■ **TEKS SUMBER**

=-=-=-=-=

Sri Wahyaningsih Rintis Sekolah yang Menyatu Dengan Alam
(KORAN TEMPO) ~ Tempat bermain itu ada di tengah hamparan sawah. Ada tiga unit terpisah di area tersebut. Masing-masing untuk belajar menulis, belajar membaca, dan tentu saja bermain. Gedungnya tentu bukan dari tembok beton, tapi berbahan kayu dan bambu. Bentuknya panggung. Sederhana. Angin semilir, menyegarkan.
Sementara di sekeliling, hamparan rumpun padi menguning, siap dipanen. Sepetak tak ditanami padi. Seorang petani terlihat sedang membajak, menggemburkan tanah.
Terletak di pinggiran Kota Yogyakarta, tepatnya di Desa Nitiprayan, Kecamatan Kasihan, Bantul. Sanggar Anak Alam atau biasa dikenal dengan SALAM menjadi tempat cocok buat si upik dan si buyung yang ingin belajar.
Bukan hanya belajar membaca dan menulis, tetapi juga belajar tentang alam dan kehidupan, yang tentunya dengan fun ala anak-anak.
Tak heran, tak ada anak cemberut di area tersebut. Bahkan selepas bermain dengan guru, sawah dan lumpur menjadi salah satu tempat bermain mereka.
Sri Wahyaningsih, 47 tahun, yang menjadi penggagas model sekolah yang ramah anak dan ramah lingkungan ini. Ibu tiga putra ini yang mulai mendirikan SALAM di Yogyakarta empat tahun silam. Dan model yang dia kembangkan sejak beberapa tahun sebelum pembukaan di Yogya ini kini telah merebak di beberapa daerah di Indonesia.
Perempuan berkaca mata minus yang tutur katanya halus ini boleh di bilang berkemauan keras. Tentu tak dengan mantra “sim salabim” Sanggar Alam bisa setenar sekarang.

=-=-=-=-=

■ **DAFTAR PERMINTAAN**
1. Tolong tuliskan ulang bagian artikel tentang Sanggar Anak Alam, mulai dari kata-kata yang memuat "Tak heran, tak" dan berhenti setelah "daerah di Indonesia.".
2. Lanjutkan tulisan artikel tentang Sanggar Anak Alam setelah kalimat terakhirnya.

■ **DATA TERCATAT**
=-=-=-=-=

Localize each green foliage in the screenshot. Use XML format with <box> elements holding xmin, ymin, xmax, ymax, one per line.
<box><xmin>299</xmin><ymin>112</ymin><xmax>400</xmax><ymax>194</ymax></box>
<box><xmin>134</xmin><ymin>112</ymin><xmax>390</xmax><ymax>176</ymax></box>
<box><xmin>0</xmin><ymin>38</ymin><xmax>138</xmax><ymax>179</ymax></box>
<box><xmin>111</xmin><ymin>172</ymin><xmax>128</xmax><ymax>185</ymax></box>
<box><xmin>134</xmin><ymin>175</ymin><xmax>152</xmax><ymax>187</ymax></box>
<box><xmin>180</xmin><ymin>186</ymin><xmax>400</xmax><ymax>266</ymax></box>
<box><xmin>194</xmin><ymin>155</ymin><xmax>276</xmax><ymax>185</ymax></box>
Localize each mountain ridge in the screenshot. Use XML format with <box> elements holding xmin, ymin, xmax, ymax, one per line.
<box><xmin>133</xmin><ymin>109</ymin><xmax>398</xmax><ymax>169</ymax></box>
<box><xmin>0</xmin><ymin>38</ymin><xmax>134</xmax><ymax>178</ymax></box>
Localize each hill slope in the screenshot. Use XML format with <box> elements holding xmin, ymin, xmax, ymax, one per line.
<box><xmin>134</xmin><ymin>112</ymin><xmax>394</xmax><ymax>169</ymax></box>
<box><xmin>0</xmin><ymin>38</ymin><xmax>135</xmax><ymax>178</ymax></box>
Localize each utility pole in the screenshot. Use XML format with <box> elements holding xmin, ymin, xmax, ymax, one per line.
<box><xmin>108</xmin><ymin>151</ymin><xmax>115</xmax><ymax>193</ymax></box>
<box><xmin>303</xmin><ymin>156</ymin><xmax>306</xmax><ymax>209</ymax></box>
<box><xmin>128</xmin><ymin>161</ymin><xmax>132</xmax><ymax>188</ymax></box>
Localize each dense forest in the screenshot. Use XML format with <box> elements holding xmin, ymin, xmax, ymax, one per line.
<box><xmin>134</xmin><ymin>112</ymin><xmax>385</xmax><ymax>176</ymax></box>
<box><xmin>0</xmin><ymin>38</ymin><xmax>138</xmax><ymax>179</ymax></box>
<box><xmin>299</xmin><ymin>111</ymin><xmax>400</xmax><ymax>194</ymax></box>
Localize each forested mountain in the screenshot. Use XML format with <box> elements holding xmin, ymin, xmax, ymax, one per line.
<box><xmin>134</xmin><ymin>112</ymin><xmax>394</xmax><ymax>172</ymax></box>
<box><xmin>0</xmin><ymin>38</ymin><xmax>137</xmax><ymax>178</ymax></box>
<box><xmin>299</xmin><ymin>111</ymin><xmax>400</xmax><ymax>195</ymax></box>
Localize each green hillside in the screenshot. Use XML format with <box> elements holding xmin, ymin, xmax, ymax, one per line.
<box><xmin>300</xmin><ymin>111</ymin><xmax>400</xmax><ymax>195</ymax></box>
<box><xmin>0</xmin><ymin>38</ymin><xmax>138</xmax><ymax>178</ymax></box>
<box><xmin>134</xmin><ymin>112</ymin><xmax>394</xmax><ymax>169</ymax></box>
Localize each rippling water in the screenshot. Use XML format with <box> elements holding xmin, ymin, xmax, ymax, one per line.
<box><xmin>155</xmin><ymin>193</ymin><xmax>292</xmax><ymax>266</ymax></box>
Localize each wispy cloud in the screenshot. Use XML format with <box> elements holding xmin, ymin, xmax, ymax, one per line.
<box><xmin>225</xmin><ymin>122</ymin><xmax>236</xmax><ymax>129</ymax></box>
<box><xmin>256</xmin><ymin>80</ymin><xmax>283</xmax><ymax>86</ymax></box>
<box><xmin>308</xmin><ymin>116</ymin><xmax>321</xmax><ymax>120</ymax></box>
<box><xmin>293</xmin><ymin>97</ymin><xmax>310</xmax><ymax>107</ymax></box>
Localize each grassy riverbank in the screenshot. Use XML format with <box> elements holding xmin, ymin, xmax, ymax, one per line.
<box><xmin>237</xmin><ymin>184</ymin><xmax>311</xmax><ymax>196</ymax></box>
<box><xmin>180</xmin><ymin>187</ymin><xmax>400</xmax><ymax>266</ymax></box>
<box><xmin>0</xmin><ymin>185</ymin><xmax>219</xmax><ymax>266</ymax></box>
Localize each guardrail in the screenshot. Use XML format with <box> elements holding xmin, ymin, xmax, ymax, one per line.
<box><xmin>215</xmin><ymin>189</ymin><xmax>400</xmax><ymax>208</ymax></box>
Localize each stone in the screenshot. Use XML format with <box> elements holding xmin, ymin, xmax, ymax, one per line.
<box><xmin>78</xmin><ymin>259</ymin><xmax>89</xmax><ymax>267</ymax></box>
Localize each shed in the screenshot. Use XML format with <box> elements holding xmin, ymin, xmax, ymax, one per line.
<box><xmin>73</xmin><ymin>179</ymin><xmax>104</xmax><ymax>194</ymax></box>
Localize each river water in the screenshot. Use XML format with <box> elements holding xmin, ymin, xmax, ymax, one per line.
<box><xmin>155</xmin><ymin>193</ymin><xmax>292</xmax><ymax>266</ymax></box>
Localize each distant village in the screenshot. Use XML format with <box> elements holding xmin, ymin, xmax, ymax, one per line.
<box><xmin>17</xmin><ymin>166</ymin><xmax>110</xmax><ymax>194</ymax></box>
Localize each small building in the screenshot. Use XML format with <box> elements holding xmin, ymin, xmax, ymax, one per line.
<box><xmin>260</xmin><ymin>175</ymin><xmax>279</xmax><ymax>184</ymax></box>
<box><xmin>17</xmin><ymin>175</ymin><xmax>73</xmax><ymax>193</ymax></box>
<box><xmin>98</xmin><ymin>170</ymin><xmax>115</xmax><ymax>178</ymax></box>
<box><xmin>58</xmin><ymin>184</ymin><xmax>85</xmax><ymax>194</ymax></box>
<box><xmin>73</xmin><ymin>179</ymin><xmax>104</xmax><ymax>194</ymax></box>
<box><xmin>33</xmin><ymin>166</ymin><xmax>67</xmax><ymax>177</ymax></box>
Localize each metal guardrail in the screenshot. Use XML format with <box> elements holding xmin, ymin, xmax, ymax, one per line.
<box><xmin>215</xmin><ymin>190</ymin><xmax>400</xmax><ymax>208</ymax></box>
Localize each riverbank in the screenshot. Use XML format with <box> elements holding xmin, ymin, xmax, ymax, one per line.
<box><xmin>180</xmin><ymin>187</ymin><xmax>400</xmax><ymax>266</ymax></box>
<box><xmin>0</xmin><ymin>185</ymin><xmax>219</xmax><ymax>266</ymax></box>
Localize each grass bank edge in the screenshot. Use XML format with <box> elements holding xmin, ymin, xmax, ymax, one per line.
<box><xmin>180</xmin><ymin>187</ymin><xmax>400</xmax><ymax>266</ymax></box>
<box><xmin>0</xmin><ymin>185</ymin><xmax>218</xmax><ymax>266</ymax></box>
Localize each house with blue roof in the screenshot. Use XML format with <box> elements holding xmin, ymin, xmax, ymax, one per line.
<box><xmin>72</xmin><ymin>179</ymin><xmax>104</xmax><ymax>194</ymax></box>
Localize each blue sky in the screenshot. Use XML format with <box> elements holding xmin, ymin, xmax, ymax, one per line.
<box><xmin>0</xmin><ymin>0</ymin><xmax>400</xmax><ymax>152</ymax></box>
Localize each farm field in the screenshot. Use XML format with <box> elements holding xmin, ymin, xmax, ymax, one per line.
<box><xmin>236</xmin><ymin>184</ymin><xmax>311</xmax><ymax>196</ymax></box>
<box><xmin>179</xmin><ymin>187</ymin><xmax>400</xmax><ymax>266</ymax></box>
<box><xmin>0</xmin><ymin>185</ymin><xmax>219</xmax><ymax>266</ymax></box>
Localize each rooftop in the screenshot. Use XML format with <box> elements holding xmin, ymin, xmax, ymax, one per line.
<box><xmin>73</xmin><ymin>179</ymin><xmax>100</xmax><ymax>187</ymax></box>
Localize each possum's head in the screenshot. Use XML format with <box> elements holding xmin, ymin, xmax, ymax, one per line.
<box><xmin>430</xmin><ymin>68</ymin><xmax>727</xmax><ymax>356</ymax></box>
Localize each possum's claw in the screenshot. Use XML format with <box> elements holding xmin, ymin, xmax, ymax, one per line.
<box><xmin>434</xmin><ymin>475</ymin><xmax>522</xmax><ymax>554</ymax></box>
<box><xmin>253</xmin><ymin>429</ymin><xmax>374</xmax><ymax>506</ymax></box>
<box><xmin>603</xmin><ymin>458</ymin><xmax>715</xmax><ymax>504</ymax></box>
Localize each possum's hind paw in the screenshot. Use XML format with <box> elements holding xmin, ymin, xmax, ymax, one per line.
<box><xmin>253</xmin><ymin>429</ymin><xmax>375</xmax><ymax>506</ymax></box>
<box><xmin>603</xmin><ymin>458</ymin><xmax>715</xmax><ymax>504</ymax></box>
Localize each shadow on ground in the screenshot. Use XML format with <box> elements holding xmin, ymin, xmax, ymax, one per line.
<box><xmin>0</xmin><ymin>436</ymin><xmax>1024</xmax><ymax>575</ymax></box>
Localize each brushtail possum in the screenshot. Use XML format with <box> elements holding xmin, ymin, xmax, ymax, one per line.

=-=-=-=-=

■ **HASIL TIAP TUGAS**
1.
Tak heran, tak ada anak cemberut di area tersebut. Bahkan selepas bermain dengan guru, sawah dan lumpur menjadi salah satu tempat bermain mereka.
Sri Wahyaningsih, 47 tahun, yang menjadi penggagas model sekolah yang ramah anak dan ramah lingkungan ini. Ibu tiga putra ini yang mulai mendirikan SALAM di Yogyakarta empat tahun silam. Dan model yang dia kembangkan sejak beberapa tahun sebelum pembukaan di Yogya ini kini telah merebak di beberapa daerah di Indonesia.

2.
Mula-mula Wahya, demikian dia biasa disapa, mengikuti sang suami Toto Raharja ke daerah Lawen, Banjarnegara, yang bekerja di lembaga swadaya masyarakat. Karena pekerjaan suaminya selalu berhubungan dengan masyarakat, Wahya pun ikut menceburkan diri. Dia bergumul dengan anak-anak Lawen. Bermain, memberikan buku gratis, dan mengajari mereka belajar membaca. Sedangkan untuk ibu-ibu mereka, Wahya mendampingi dengan menjual keripik untuk menambah penghasilan, mengembangbiakkan ternak hingga membentuk koperasi mandiri buat mereka.
Pada awalnya, bukan hal mudah dia mendampingi masyarakat Lawen. “Susah sekali karena orang tua menginginkan anak-anaknya juga bekerja.” Tapi, dengan bekal kesabaran, perlahan Wahya mulai memperoleh kepercayaan dari orang tua mereka.
Komunitas anak Sanggar Alam Lawen akhirnya terbentuk pada 1988. “Nama SALAM berasal dari ide murni anak-anak Lawen,” ujar Wahya.
Lepas dari Lawen, perempuan kelahiran Klaten ini pindah ke Yogyakarta pada akhir 1990-an. Di Yogyakarta, dia menjadi Ketua RT. Dia menyaksikan banyak ibu rumah tangga yang menganggur. Bermula dari arisan,
akhirnya digagaslah sebuah tempat bermain buat anak-anak yang belum sekolah. Mereka disediakan buku anak-anak dan sang guru menjadi pendongeng.
Para relawan mengajar tanpa memungut biaya. Lambat laun, peserta di SALAM semakin banyak. Wahya pun kemudian mendatangkan guru.
Dua tahun kemudian dibuat sistem dengan uang masuk dan membayar uang bulanan. “Itu pun yang menentukan orang tua sendiri,” katanya.
Karena peserta kian banyak dan guru-guru harus diberi honor dan membutuhkan biaya operasional. Maka mulailah ada penarikan uang pendaftaran. “Uang pendaftaran Rp 25 ribu, uang masuknya Rp 200 ribu. Uang untuk snack dan SPP Rp 40 ribu per bulan,” kata Wahya. Bagi yang tidak mampu, membayar lebih murah.
Kini total murid yang belajar bermain dan bersekolah ada sekitar 100 orang.
Tak lama kemudian, setelah mendapat banyak liputan di media, banyak pihak yang ingin belajar ke SALAM, dari Aceh hingga Papua. Mereka berdatangan. Ada yang mengadopsi, ada yang sekadar studi banding.
Wahya mengatakan daerah yang mengaku terinspirasi dan membuat sanggar serupa ada di wilayah Grobogan, Semarang, Aceh, dan Papua. Tapi, kalau dengan nama SALAM, dia menjadi penggagas sekaligus pendiri Sanggar Anak Alam Lawen dan Sanggar Anak Alam Lebak bulus, Jakarta.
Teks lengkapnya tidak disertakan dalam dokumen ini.